- Task instructions:
An identical reprint of the entire listing below is expected.

** Working data follows **

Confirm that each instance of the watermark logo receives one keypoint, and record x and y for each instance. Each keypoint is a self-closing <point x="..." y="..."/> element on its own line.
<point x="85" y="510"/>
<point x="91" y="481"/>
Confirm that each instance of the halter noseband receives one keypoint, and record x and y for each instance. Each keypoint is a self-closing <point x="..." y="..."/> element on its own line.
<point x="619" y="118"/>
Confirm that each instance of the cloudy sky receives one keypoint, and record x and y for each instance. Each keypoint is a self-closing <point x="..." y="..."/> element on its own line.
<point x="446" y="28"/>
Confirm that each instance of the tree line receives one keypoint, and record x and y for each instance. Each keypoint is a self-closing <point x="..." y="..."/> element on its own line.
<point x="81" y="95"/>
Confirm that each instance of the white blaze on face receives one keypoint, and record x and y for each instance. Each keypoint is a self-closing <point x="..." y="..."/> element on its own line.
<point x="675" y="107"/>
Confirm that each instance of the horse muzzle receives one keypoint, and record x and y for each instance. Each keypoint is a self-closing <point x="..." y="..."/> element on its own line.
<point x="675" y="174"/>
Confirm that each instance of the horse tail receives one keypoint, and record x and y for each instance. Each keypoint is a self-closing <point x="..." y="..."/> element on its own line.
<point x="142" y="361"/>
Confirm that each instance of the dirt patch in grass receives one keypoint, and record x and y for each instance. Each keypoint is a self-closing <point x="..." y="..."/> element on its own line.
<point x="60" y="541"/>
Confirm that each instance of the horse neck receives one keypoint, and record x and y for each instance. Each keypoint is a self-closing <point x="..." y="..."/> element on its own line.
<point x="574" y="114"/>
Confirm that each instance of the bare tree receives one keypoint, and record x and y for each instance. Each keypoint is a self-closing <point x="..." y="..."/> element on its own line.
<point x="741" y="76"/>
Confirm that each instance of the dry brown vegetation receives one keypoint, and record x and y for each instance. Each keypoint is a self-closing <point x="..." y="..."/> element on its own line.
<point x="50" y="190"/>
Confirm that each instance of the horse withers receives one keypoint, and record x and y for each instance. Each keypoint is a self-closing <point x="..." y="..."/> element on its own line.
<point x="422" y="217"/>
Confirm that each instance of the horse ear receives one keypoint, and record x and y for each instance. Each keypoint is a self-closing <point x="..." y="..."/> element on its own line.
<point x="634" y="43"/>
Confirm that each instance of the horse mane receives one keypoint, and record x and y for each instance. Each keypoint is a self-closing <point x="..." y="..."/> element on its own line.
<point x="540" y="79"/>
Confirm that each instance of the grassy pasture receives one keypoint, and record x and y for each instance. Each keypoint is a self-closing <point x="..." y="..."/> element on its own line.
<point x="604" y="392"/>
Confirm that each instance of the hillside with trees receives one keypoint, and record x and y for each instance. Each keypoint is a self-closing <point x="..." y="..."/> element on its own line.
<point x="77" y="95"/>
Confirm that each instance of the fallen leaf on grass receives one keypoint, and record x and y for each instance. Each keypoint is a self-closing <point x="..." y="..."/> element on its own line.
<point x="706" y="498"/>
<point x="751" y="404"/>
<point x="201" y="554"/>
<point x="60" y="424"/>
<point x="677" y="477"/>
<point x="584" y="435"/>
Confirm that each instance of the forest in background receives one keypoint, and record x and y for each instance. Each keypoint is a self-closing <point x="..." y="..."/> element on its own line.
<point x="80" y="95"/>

** End of Working data **

- Answer to the problem:
Confirm that each instance of the watermark logo receives one keypoint, and record x and y for each instance. Each keypoint is a self-closing <point x="..." y="..."/> element on its own line.
<point x="85" y="510"/>
<point x="91" y="481"/>
Confirm that each instance of the halter noseband receives one keypoint, and record x and y for each instance. Each keypoint is a self-closing <point x="..." y="..."/> element on its own line.
<point x="619" y="118"/>
Confirm that each instance of the cloudy sky receives one keypoint, and record x and y for each instance. Each keypoint is a self-closing <point x="..." y="..."/> element on its own line.
<point x="446" y="28"/>
Confirm that each instance of the tree line receives one keypoint, and record x and y for each instance. Each keypoint is a self-closing <point x="..." y="..."/> element on its own line.
<point x="81" y="95"/>
Confirm that each instance of the white blaze on face receives one keypoint, and record x and y for each instance. Each keypoint is a self-closing <point x="..." y="..."/> element on its own line.
<point x="675" y="107"/>
Confirm that each instance of the horse muzzle receives one keypoint, and record x and y for each instance. Each keypoint is a self-closing <point x="..." y="..."/> element on its own line.
<point x="675" y="174"/>
Confirm that each instance of the horse tail receives one keypoint, and record x and y for each instance. Each keypoint is a self-closing <point x="..." y="..."/> element on its own line.
<point x="142" y="361"/>
Confirm that each instance of the dirt patch in grass receives one keypoint, and record x and y for each instance. Each keypoint is a self-closing <point x="..." y="..."/> element on its own line.
<point x="60" y="541"/>
Confirm that each instance of the horse neck receives one keypoint, and record x and y for each instance. Each keypoint is a self-closing <point x="..." y="..."/> element on its own line.
<point x="574" y="114"/>
Confirm that each instance of the bare tree receives one keypoint, and record x and y for each instance. Each keypoint is a self-closing <point x="..." y="..."/> element on its own line.
<point x="741" y="76"/>
Confirm that each instance of the dry brown vegetation receives one keypoint, and record x and y for each instance. Each keypoint is a self-closing <point x="..." y="..."/> element on its own line.
<point x="50" y="190"/>
Confirm that each instance of the horse withers receives one keypoint, and record x and y for each instance. Each keypoint is a self-closing <point x="..." y="..."/> element on its own line.
<point x="422" y="217"/>
Confirm that each instance of the horse ear receives one keypoint, and record x and y for each instance. Each keypoint is a self-closing <point x="..." y="..."/> element on its own line.
<point x="634" y="43"/>
Confirm that each instance of the horse mane receives one keypoint, and record x and y for each instance. Each keypoint is a self-closing <point x="..." y="..."/> element on its own line.
<point x="540" y="79"/>
Confirm that each instance of the grassy pasture receives one keypoint, and record x and y for each instance. Each keypoint is a self-closing <point x="..." y="..."/> element on its own line.
<point x="604" y="392"/>
Confirm that each instance of the hillside with trees receives one keypoint, and record x and y for each instance. Each keypoint is a self-closing <point x="..." y="..."/> element on its own line.
<point x="77" y="95"/>
Confirm that each instance of the fallen leaf on grass receives one keypoint, and record x and y for each instance. Each keypoint is a self-closing <point x="..." y="..."/> element on its own line.
<point x="706" y="498"/>
<point x="751" y="404"/>
<point x="201" y="554"/>
<point x="60" y="424"/>
<point x="677" y="477"/>
<point x="584" y="435"/>
Confirm that each instance of the forest in background receives one keypoint, and record x and y for each instance. Each keypoint is a self-closing <point x="..." y="..."/> element on its own line.
<point x="80" y="95"/>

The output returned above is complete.